### EXERCISE MATERIALS
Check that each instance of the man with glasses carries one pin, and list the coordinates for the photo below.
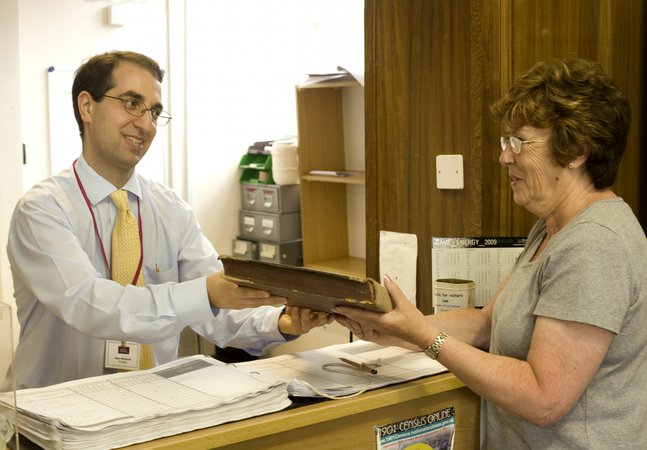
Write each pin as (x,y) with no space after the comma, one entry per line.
(72,314)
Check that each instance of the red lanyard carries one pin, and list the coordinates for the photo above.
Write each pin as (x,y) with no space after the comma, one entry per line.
(96,229)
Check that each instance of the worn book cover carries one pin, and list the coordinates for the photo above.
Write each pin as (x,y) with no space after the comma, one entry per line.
(308,288)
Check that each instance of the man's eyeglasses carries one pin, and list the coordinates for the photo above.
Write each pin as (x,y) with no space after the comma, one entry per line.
(137,108)
(515,143)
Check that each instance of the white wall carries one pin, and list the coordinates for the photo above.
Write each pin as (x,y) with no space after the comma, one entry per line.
(11,158)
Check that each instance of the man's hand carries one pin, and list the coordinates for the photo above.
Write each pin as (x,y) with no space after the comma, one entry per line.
(297,321)
(226,295)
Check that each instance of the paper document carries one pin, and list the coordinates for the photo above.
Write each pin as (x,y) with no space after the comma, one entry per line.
(125,408)
(322,373)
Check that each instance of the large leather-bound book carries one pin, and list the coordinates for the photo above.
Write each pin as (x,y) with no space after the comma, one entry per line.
(308,288)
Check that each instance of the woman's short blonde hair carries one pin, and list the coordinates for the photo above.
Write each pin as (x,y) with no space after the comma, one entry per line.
(581,105)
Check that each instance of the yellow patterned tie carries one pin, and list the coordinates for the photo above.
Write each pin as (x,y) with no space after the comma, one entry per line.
(126,254)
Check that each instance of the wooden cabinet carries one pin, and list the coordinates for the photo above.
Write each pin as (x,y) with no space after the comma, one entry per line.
(331,138)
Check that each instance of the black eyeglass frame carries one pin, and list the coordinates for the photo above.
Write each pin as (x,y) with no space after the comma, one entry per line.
(159,117)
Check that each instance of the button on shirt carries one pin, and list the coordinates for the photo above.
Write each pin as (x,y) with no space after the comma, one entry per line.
(67,305)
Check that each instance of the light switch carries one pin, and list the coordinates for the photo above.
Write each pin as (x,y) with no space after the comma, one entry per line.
(449,172)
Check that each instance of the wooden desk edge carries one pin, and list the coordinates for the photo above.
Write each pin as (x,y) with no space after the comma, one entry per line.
(291,419)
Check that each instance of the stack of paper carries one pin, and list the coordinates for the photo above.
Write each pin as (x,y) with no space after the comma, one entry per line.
(343,370)
(125,408)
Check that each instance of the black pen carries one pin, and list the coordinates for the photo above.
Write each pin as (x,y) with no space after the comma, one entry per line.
(360,366)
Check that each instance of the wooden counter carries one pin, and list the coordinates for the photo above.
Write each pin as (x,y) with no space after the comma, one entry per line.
(331,423)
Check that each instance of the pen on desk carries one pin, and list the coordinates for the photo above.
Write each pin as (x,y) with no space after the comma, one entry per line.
(361,366)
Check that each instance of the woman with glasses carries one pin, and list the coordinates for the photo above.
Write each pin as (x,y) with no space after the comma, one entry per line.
(77,318)
(560,352)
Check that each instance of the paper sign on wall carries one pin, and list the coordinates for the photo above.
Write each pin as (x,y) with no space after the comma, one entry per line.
(484,260)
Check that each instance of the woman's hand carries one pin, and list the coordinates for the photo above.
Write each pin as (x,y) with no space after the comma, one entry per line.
(297,321)
(404,325)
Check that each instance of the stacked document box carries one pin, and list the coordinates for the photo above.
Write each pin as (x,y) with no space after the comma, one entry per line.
(270,224)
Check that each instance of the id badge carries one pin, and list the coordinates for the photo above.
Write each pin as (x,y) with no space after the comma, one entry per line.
(122,355)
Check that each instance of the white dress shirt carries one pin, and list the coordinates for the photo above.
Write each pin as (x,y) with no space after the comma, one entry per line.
(68,307)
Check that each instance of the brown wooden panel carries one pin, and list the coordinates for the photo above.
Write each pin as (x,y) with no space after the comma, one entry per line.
(427,66)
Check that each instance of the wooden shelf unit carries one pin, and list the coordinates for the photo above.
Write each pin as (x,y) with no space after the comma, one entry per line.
(324,216)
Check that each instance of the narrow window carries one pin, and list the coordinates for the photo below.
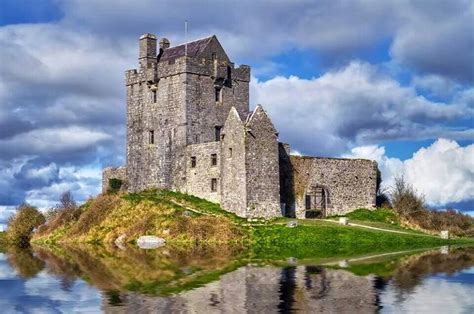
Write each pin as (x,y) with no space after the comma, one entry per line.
(218,94)
(229,73)
(217,133)
(308,201)
(151,137)
(213,185)
(213,159)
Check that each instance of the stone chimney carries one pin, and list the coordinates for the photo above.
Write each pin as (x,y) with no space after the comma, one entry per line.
(147,53)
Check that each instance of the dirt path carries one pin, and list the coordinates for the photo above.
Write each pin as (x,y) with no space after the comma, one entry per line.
(379,229)
(334,221)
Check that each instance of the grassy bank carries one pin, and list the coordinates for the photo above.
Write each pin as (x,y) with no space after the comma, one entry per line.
(3,241)
(186,220)
(164,214)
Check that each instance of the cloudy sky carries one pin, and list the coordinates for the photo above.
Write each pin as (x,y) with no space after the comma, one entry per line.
(386,80)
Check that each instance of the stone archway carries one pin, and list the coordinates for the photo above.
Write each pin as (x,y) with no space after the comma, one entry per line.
(316,201)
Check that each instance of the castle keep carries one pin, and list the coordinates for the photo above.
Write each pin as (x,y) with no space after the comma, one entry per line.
(189,129)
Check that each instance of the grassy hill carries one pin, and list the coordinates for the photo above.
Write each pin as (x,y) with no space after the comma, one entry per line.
(186,220)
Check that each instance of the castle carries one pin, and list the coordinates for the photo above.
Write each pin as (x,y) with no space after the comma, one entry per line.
(189,129)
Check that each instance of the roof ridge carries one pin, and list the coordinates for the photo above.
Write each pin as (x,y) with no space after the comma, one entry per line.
(192,41)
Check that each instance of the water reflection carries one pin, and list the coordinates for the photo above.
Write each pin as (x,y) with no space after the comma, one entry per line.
(224,280)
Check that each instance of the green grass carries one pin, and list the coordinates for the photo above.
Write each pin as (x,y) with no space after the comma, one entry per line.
(324,240)
(384,215)
(162,213)
(3,241)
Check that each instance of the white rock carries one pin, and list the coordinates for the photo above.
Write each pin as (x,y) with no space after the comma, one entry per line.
(150,242)
(119,241)
(444,234)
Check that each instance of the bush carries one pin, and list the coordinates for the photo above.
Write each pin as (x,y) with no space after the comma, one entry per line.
(65,212)
(405,200)
(95,213)
(21,225)
(411,207)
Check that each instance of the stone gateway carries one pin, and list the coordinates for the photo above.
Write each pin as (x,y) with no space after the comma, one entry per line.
(189,129)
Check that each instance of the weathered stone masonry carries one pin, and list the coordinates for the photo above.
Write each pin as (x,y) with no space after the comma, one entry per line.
(189,129)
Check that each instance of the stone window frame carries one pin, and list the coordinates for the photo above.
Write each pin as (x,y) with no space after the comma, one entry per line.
(218,94)
(214,185)
(151,137)
(217,133)
(213,160)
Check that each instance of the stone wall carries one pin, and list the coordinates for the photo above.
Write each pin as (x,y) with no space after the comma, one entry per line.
(114,173)
(199,177)
(160,164)
(175,101)
(233,170)
(261,159)
(348,183)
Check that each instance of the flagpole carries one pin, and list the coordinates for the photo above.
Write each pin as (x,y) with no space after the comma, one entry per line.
(186,38)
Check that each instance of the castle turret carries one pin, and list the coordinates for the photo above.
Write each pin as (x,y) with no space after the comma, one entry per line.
(147,53)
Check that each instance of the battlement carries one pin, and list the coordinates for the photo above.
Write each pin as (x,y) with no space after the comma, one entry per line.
(189,129)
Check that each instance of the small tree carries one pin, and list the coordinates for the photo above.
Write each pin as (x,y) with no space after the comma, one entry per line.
(63,213)
(405,200)
(23,223)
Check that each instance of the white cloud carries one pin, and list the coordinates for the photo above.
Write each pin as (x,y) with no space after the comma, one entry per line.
(443,172)
(54,140)
(356,105)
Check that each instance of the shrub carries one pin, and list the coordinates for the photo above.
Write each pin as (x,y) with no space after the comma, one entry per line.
(65,212)
(22,224)
(95,213)
(405,200)
(114,185)
(411,207)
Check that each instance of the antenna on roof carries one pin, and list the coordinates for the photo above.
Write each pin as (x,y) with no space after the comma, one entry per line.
(186,38)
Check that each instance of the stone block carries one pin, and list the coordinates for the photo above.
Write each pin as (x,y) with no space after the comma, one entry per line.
(444,234)
(150,242)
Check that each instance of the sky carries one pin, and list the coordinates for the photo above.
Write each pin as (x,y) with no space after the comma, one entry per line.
(391,81)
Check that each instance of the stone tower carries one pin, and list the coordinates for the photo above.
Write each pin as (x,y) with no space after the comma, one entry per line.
(189,129)
(179,96)
(250,165)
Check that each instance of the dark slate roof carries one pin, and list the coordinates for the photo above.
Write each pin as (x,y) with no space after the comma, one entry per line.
(194,49)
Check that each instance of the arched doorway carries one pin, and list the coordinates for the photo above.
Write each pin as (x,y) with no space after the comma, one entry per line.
(316,201)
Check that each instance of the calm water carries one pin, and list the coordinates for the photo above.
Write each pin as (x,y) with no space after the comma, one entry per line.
(221,281)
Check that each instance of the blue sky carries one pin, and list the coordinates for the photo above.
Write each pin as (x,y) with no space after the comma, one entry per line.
(386,80)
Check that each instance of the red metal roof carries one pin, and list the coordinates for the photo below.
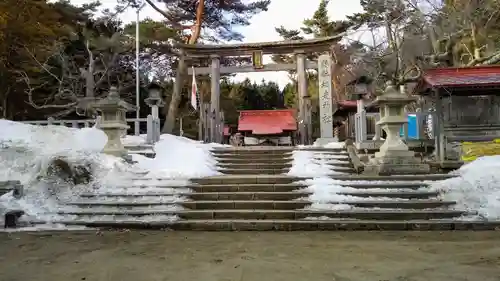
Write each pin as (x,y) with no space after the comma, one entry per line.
(462,77)
(267,122)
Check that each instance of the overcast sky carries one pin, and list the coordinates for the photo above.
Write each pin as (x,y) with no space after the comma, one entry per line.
(289,13)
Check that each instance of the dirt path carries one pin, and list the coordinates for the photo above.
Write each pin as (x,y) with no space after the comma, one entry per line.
(245,256)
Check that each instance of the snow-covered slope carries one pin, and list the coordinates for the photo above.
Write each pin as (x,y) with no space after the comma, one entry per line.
(28,151)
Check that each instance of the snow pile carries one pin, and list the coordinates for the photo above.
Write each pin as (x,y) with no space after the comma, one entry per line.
(310,163)
(476,189)
(178,157)
(331,145)
(28,153)
(304,164)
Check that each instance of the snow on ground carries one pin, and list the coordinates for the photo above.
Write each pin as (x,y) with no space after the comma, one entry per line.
(476,189)
(307,163)
(329,194)
(27,151)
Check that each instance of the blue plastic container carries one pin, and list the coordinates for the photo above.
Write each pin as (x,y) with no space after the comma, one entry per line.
(412,127)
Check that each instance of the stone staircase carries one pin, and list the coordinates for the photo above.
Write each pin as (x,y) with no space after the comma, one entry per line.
(255,194)
(269,160)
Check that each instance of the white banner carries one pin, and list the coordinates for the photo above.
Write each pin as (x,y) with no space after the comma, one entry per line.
(325,96)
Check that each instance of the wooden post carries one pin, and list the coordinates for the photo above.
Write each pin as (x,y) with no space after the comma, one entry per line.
(302,93)
(206,122)
(201,117)
(222,123)
(325,99)
(438,129)
(215,95)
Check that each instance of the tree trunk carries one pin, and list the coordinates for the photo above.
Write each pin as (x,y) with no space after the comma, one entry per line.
(173,107)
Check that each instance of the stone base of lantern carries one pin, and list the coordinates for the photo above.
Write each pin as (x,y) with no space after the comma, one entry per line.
(325,141)
(396,163)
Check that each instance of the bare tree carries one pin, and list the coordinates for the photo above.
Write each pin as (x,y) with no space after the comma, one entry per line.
(74,79)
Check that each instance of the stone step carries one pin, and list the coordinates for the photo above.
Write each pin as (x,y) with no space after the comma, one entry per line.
(275,149)
(254,165)
(428,177)
(145,153)
(247,179)
(278,214)
(284,187)
(407,194)
(228,161)
(251,153)
(253,179)
(256,156)
(203,196)
(270,204)
(341,169)
(235,171)
(287,187)
(291,225)
(266,195)
(4,190)
(382,185)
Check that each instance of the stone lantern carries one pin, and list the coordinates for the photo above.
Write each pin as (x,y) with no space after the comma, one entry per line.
(360,90)
(154,100)
(113,121)
(394,157)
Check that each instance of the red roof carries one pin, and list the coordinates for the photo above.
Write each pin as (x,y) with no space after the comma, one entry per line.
(462,77)
(267,122)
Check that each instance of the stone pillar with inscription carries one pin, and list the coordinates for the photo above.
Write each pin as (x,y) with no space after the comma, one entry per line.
(113,122)
(394,157)
(214,98)
(325,100)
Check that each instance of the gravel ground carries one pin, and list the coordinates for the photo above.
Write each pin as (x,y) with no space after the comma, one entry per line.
(248,256)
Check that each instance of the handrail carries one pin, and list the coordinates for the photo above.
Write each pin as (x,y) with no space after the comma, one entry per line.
(153,125)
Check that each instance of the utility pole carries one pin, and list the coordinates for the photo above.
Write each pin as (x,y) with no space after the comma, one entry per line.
(137,76)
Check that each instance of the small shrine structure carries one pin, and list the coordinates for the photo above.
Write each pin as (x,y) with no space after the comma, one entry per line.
(269,127)
(466,108)
(255,51)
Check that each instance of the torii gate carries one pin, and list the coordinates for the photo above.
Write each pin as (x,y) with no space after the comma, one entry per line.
(300,48)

### WHAT THE EXERCISE ASKS
Can you put the lines into a JSON list of strings, one string per line with blank lines omitted, starting at the line that contains "Check that each instance of the torii" and ending at the last line of the records?

### EXERCISE RESPONSE
[
  "Check that each instance of the torii gate carries one pin, and list the coordinates for the photo above.",
  "Write each pin as (x,y) with no space after the comma, one entry per line.",
  "(300,48)"
]